» **Challenge a**:
Answer these questions about the rowing excerpt:
(i) On which lake was the Western Sprints raced?
(ii) Where were the three graduating seniors in the picture cleaning after practice?
(iii) Which team is listed beside Rachel Wagner among the 2022 entries?

» **Text section**:
-------------------------
4. Winning Western Sprints

UC San Diego MROW @ Western Sprints
photo courtesy of Evelina Dragneva

In May, I got to come back home to my hometown, Folsom, and race. Back on my high school home course, Lake Natoma, we raced the Western Sprints, a few miles from the house I grew up in. This race is significant in the fact that it qualifies us for our national championship, the IRA. It is our second to last race of the year, about three weeks before we finish each year at the IRA. Four crews race here each year, each seeking to qualify for the IRA. UCSD, Santa Clara, Gonzaga, and USD. Only the top two finishers go. For this race, I was placed in the Varsity 8. For the fourth year in a row, our Varsity 8 took home the trophy, simultaneously punching us a trip to the IRA. Another fun race. We were down on Santa Clara for about half of the race, but we were calm, poised, and confident in our abilities that day. Halfway through we took a move, and really began pushing through them. By the time we began kicking the rate up and sprinting, I was racing the guys to get me open water on them. I ended on their bowball. It was fun to come back in and see my entire family there supporting me, including my 4 year old little brother Michael on the shore.

5. Homage to the Seniors

UC San Diego Men's Rowing Practice
photo by Derrick Tuskan/UC San Diego

I'm not in this picture, but I wanted to highlight it because it shows three of our graduating seniors. Alex Francis, Kevin Mead, and Felix Sorokine. In this particular picture, they're having fun while cleaning our place of work, the boathouse, after a hard Saturday water practice. I love how this pic illustrates that despite the fierce battles on the water, the second we get back on land it's (almost) always smiles and laughs while we put the boats away. The team will dearly miss them, alongside our other graduating seniors Sean Romero, Hayden McCormick, Matt Schade, Max Igou, Ray Gazzo, and Stuart Boynton. These guys alongside the rest of our graduating class, played a huge role in boat speed in their time here, and were consistently V8 or 2V guys. More importantly, they’re family. They each provided the team with not only boat speed, but guidance, friendship, and hilarity as well. I was blessed to have raced with each of them many times. The team is well equipped for the future without them, but they will be sincerely missed.

Check back on UCSDTritons.com all summer for future editions of “Fab Five” from other UC San Diego scholar-athletes. Previous “Fab Five” entries are below.

2022

Ava McInnes (Women's Volleyball) 
Adee Newman (Track and Field)
Jake Kosakowski (Men's Basketball)
Rachel Wagner (Women's Tennis)
Matt Palma (Men's Volleyball)
Nick Cirrito (Men's Soccer)
-------------------------
» **Challenge b**: Put the part of the entries that opens with the line containing "Exercise. Mark the wooden spoon handle" and closes with the line containing "point(18, 136)" into a Markdown table with the columns No. and Line, with a row number and one line per row and no blank lines. Leave the pictures out.
-------------------------
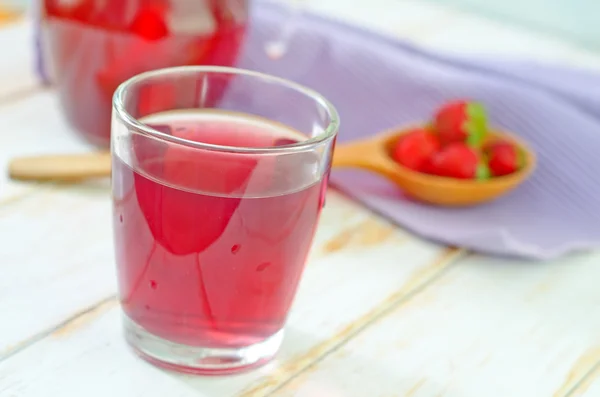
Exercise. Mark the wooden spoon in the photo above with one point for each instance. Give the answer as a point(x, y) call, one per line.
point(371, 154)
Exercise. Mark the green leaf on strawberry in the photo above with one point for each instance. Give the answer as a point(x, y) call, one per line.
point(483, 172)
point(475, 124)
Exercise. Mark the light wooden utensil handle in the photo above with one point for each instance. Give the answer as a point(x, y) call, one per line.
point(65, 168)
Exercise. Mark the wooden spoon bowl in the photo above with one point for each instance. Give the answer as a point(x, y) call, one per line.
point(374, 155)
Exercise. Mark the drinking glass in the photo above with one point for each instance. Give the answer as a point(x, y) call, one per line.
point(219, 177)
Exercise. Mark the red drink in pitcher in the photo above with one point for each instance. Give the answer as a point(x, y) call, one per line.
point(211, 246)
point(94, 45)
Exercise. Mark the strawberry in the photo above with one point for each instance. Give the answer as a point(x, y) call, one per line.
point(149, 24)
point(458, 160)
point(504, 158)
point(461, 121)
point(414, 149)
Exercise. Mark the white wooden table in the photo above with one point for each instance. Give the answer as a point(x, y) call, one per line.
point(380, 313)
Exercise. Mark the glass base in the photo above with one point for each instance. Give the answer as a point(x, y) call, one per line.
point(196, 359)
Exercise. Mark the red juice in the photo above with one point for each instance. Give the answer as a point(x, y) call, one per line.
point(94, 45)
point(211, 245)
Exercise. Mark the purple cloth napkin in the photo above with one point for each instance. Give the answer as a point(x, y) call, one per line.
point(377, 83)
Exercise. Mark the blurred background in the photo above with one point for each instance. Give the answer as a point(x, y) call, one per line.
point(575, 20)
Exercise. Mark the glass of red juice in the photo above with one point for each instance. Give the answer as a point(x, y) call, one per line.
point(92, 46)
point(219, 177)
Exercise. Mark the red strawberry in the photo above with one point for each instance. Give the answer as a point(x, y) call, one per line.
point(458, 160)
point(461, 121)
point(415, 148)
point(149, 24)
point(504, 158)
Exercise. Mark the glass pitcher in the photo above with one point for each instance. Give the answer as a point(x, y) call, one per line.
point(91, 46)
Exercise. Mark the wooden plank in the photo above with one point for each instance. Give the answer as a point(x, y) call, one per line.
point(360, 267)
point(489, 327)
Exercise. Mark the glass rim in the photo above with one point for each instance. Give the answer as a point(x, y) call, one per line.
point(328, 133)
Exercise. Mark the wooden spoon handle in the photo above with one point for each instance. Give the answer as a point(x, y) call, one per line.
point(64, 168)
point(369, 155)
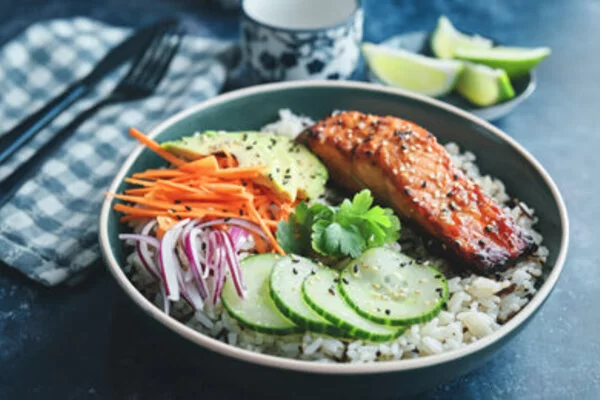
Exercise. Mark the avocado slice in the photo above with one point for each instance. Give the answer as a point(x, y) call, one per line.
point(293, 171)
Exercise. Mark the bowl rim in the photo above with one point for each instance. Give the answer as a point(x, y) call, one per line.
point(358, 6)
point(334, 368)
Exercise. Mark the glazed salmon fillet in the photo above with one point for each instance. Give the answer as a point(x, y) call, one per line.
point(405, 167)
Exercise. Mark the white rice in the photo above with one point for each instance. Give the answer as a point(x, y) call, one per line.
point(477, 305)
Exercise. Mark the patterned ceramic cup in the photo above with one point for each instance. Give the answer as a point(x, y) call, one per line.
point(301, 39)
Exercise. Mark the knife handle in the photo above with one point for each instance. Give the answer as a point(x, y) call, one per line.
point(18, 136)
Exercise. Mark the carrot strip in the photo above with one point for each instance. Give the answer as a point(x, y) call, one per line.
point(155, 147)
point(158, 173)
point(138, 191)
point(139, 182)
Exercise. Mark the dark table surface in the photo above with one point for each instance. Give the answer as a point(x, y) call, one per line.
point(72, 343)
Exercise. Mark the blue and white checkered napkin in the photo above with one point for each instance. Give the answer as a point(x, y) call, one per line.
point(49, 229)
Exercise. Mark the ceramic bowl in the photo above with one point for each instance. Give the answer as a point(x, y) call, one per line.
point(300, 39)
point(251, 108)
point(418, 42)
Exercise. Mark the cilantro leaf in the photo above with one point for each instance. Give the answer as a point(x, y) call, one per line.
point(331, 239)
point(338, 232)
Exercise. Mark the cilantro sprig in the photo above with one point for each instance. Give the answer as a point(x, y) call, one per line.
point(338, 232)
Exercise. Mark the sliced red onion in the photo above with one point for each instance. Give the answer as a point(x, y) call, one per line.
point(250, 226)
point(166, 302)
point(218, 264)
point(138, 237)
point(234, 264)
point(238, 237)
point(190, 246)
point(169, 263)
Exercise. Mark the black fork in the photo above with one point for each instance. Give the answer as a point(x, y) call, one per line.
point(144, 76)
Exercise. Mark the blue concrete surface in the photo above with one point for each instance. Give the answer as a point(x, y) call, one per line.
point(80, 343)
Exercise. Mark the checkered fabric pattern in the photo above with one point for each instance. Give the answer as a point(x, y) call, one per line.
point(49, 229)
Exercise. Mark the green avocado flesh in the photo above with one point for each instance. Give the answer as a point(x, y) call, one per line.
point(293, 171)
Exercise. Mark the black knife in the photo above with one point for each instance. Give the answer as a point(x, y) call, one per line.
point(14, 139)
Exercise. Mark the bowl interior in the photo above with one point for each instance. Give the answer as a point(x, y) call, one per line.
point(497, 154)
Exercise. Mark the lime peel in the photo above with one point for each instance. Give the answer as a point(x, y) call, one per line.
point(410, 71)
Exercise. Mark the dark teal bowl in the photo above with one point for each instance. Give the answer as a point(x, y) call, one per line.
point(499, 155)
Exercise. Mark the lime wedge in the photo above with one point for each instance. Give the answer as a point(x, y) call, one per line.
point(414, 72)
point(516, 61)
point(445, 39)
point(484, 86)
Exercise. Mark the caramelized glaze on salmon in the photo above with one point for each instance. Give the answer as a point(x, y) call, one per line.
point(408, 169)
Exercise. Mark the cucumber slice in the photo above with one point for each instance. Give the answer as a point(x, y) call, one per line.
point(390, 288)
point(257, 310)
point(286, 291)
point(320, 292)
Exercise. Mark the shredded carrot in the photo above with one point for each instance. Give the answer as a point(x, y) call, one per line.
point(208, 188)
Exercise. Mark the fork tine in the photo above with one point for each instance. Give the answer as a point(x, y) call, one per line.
-------------------------
» **Answer a**:
(i) Lake Natoma
(ii) The boathouse
(iii) Women's Tennis

» **Answer b**:
| No. | Line |
|---|---|
| 1 | Exercise. Mark the wooden spoon handle in the photo above with one point for each instance. Give the answer as a point(x, y) call, one per line. |
| 2 | point(64, 168) |
| 3 | point(369, 155) |
| 4 | Exercise. Mark the avocado slice in the photo above with one point for each instance. Give the answer as a point(x, y) call, one per line. |
| 5 | point(293, 171) |
| 6 | Exercise. Mark the bowl rim in the photo above with one point for each instance. Give the answer as a point(x, y) call, one per line. |
| 7 | point(358, 6) |
| 8 | point(334, 368) |
| 9 | Exercise. Mark the glazed salmon fillet in the photo above with one point for each instance. Give the answer as a point(x, y) call, one per line. |
| 10 | point(405, 167) |
| 11 | Exercise. Mark the white rice in the photo above with one point for each instance. Give the answer as a point(x, y) call, one per line. |
| 12 | point(477, 305) |
| 13 | Exercise. Mark the patterned ceramic cup in the photo above with one point for each instance. Give the answer as a point(x, y) call, one per line. |
| 14 | point(301, 39) |
| 15 | Exercise. Mark the knife handle in the photo above with one point for each instance. Give the answer as a point(x, y) call, one per line. |
| 16 | point(18, 136) |